• _PROBLEM STATEMENT_
Copy out every line of the items, starting with the line that contains "each like (336,358)." and continuing through the last line of the items, requests included. Multiply each coordinate in the answers by 0.75 and round to whole numbers, rounding halves up, but leave the numbers in the requests unchanged.

• _Named-object pointing items_
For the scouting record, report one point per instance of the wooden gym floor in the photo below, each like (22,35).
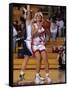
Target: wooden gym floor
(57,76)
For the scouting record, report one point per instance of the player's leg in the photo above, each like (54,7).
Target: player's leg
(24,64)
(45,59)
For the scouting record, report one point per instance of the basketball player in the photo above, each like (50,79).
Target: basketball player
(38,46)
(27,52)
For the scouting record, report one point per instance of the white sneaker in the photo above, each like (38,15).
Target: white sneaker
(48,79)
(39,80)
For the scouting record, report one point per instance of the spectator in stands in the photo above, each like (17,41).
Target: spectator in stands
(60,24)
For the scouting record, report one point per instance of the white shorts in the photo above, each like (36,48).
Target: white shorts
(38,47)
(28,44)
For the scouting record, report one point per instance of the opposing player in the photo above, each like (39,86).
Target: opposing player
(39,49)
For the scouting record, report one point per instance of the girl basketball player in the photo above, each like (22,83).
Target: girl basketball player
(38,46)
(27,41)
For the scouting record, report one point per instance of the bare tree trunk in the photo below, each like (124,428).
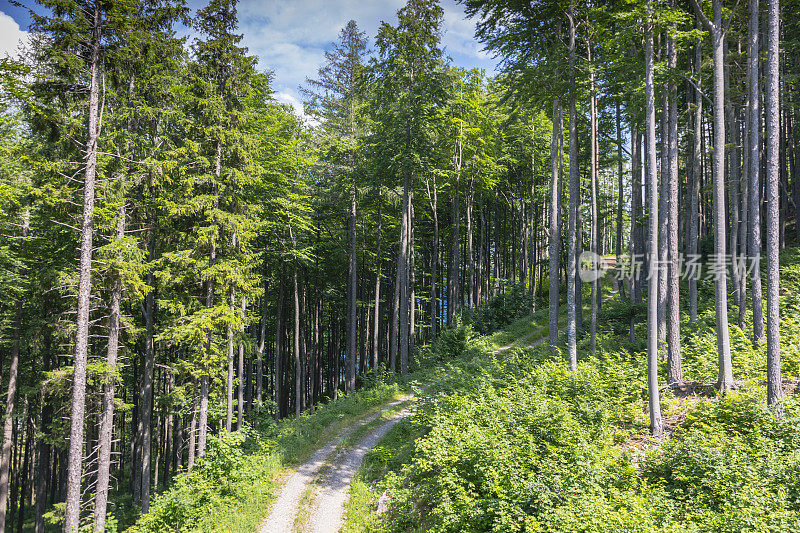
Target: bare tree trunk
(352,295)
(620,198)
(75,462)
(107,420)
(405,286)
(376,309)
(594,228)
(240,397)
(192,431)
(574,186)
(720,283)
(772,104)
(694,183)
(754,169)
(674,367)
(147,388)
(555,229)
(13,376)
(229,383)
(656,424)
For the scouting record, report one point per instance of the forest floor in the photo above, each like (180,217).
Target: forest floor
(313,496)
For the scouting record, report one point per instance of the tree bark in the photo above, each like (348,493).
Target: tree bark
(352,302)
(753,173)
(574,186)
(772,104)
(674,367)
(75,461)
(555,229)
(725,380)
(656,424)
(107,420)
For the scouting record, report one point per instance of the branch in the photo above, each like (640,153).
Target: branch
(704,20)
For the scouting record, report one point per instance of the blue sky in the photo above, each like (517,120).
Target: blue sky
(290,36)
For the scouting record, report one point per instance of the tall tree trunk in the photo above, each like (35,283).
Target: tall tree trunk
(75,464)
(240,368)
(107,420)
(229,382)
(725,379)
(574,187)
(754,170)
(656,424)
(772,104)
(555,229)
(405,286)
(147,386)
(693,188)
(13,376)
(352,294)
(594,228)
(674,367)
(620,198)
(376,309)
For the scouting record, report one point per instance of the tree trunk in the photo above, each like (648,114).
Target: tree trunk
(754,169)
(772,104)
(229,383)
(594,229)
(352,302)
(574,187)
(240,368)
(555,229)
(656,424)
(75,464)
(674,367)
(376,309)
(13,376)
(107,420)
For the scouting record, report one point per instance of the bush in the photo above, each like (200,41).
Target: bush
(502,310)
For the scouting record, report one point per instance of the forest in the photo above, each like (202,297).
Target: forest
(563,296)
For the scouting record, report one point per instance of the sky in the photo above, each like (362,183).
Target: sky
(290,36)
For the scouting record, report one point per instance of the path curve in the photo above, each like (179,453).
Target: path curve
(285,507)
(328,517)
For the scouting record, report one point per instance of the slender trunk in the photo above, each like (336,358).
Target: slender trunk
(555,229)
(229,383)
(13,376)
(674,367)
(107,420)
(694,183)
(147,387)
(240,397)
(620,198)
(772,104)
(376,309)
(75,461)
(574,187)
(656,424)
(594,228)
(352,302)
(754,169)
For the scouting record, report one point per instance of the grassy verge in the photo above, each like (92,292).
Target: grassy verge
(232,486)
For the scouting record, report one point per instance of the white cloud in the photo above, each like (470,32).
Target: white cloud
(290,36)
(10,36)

• _CORRECT ANSWER_
For the scouting record, report one point per instance of the slender trunk in the photo above, each like (336,358).
Target: slender trunk
(416,172)
(172,287)
(10,282)
(506,275)
(80,315)
(521,137)
(110,290)
(180,298)
(465,149)
(579,78)
(282,232)
(56,346)
(431,140)
(492,318)
(446,171)
(264,227)
(566,127)
For the scouting record, report one point per instance of the grassy verge in the photo above, each like (92,292).
Target: grassy verge
(174,365)
For the scouting record, report one point per instance of the white cloud in the photo above, each like (470,32).
Target: white cloud
(218,27)
(8,27)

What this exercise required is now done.